-- START OF Stored records --

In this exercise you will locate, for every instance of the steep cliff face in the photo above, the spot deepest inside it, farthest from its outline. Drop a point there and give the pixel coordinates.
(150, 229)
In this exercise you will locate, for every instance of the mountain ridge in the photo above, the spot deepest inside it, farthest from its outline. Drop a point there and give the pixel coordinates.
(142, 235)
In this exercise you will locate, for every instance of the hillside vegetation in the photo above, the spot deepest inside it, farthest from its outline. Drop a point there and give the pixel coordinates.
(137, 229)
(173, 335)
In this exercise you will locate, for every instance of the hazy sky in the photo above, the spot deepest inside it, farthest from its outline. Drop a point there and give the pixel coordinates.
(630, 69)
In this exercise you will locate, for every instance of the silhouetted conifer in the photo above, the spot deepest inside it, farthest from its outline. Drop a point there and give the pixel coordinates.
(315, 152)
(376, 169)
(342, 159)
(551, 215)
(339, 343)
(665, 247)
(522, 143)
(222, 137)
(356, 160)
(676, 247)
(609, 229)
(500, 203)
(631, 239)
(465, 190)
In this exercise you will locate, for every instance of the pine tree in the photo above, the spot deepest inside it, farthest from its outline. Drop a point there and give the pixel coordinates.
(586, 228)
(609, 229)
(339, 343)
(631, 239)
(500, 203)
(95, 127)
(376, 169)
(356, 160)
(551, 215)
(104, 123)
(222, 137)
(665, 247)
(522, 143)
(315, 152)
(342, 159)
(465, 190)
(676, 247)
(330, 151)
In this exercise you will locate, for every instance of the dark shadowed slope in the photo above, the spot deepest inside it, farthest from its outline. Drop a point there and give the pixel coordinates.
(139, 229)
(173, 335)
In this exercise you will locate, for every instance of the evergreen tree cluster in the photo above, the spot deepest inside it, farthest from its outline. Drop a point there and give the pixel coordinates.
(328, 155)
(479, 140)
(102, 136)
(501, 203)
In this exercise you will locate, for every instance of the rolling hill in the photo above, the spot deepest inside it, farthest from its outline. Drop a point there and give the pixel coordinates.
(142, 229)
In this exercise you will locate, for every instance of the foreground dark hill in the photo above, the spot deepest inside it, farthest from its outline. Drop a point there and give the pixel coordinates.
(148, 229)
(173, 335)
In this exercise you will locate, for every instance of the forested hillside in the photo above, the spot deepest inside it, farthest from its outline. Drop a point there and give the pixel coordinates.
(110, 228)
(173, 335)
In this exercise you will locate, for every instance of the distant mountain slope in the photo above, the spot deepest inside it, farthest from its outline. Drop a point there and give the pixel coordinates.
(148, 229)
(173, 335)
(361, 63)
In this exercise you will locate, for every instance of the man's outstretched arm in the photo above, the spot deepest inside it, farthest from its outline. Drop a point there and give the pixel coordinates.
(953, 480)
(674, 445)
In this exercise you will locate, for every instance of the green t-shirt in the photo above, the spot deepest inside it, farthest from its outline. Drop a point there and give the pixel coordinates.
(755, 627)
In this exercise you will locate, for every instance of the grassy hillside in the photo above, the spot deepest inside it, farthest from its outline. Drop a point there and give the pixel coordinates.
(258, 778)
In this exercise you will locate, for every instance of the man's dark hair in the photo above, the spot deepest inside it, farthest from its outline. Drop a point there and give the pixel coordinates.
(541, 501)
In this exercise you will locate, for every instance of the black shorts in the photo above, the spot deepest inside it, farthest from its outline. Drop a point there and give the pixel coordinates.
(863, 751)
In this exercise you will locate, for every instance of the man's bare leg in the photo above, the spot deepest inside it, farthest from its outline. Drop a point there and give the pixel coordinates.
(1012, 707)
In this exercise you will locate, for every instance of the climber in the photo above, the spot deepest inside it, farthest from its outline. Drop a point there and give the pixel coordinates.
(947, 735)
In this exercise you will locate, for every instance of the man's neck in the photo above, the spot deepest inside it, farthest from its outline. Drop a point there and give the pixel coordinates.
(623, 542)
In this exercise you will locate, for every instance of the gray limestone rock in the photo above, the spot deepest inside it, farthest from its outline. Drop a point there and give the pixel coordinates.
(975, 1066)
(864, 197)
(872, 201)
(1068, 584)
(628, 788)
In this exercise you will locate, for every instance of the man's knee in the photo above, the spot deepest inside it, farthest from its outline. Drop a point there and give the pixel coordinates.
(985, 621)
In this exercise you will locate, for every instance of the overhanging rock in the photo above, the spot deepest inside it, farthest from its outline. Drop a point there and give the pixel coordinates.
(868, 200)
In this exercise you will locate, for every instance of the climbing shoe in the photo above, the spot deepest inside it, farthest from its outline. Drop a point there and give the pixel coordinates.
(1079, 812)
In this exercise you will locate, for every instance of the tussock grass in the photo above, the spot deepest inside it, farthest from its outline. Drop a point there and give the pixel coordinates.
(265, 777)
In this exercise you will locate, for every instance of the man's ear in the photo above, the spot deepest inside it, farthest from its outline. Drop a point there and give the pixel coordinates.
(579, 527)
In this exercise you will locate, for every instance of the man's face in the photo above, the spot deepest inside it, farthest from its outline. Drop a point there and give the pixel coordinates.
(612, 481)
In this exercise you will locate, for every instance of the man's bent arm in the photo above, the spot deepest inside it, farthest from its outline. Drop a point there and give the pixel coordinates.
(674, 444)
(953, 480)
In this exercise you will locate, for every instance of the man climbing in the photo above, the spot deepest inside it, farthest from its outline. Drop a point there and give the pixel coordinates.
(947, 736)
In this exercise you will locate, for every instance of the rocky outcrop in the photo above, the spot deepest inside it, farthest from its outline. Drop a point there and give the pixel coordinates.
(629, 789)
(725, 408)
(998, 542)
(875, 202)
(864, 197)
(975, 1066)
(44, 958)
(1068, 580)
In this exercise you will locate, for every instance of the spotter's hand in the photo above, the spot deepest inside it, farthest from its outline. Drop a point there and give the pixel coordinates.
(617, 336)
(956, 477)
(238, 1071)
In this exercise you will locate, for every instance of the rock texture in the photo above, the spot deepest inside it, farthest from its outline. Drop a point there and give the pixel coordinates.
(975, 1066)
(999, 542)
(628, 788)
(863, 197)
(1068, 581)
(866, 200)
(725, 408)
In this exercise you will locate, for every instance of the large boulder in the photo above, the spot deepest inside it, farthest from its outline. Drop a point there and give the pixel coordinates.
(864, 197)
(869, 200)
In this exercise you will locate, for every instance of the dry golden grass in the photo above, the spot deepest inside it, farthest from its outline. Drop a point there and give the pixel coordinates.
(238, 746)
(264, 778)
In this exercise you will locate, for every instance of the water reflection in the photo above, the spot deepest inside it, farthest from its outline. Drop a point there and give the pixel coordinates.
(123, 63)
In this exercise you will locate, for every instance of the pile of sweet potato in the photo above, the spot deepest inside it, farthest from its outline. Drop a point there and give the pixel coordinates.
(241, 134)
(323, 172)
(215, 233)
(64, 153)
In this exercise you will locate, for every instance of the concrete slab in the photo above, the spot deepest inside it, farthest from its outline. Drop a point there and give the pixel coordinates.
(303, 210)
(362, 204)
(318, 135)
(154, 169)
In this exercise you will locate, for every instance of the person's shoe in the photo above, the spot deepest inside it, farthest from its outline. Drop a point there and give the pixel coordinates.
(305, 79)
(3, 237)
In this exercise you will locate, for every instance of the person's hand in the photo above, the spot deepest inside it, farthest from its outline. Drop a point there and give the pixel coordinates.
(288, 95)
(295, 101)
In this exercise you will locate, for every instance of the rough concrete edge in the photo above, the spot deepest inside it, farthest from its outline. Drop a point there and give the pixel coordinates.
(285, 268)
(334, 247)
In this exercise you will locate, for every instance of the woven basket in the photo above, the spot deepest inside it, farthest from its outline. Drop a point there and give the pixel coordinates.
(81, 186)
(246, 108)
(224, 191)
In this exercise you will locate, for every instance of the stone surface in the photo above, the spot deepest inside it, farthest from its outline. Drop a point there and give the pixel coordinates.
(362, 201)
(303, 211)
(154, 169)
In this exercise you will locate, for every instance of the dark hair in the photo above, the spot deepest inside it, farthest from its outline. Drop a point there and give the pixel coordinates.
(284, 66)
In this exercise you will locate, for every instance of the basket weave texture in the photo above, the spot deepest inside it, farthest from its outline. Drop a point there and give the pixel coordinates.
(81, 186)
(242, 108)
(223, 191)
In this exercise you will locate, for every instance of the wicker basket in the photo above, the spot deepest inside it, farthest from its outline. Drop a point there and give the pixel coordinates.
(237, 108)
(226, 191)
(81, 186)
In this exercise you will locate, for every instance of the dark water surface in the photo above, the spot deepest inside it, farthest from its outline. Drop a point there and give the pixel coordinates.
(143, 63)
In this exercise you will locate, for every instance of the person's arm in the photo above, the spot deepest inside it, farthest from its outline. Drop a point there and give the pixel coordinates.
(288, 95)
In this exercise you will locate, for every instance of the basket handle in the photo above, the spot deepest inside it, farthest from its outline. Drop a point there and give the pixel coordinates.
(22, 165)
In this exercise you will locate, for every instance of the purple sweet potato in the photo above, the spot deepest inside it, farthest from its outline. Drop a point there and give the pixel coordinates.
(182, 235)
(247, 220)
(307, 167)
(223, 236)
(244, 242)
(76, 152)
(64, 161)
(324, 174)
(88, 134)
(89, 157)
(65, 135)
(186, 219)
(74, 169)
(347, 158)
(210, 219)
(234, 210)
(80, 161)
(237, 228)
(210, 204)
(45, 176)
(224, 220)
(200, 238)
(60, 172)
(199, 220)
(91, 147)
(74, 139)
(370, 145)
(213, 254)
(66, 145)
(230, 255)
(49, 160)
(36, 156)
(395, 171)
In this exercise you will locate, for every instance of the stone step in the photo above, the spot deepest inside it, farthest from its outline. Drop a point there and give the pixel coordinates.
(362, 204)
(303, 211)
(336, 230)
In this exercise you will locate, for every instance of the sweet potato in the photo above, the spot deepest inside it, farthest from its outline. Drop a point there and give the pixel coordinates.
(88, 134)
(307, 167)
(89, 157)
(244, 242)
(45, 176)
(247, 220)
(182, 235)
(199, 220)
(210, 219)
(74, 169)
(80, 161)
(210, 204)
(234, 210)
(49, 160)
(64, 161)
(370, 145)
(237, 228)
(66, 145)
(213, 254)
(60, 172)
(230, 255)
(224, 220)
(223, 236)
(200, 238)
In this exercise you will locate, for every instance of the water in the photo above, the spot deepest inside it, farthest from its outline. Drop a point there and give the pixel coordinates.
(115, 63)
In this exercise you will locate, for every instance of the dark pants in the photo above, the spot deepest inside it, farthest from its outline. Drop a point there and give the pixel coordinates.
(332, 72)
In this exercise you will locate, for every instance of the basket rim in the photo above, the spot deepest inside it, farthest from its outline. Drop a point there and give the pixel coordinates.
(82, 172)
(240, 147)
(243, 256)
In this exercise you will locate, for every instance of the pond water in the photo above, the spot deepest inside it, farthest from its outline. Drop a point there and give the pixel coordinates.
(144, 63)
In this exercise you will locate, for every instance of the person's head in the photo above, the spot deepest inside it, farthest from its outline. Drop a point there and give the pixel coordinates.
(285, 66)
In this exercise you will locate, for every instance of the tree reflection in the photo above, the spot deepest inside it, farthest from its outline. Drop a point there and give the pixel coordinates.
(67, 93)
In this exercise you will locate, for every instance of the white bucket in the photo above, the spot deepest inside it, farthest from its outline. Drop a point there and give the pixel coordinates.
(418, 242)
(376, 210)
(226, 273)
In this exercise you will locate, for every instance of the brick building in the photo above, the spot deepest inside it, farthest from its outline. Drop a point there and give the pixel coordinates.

-- END OF Stored records --

Exercise prompt:
Rescale the stretch of the records from the line containing "the person's head" through the end of the records, reproducing every line with the requests included. Multiply each point coordinate in the answers by 0.95 and round it to a whole number, with halves rounded up.

Result of this exercise:
In this exercise you will locate, for every instance of the person's head in the photo above, the spot deepest inside it, farthest from its outline. Drop a point there and give the pixel coordinates.
(271, 63)
In this exercise you will locate, for every instance of the tree reflection in the photo above, the spot deepest inside it, farthest from its outline. Drop a point there and give the pixel coordinates.
(64, 88)
In this exercise you will locate, for every instance of the white bucket in the photo above, the spot deepest inside it, farthest from its outline. Drop a point there and give the pixel coordinates.
(397, 230)
(357, 200)
(215, 259)
In this exercise you will locate, for every instance of the brick building in the photo above, the spot deepest inside it, farthest from its outline. Drop a point there and give the pixel coordinates.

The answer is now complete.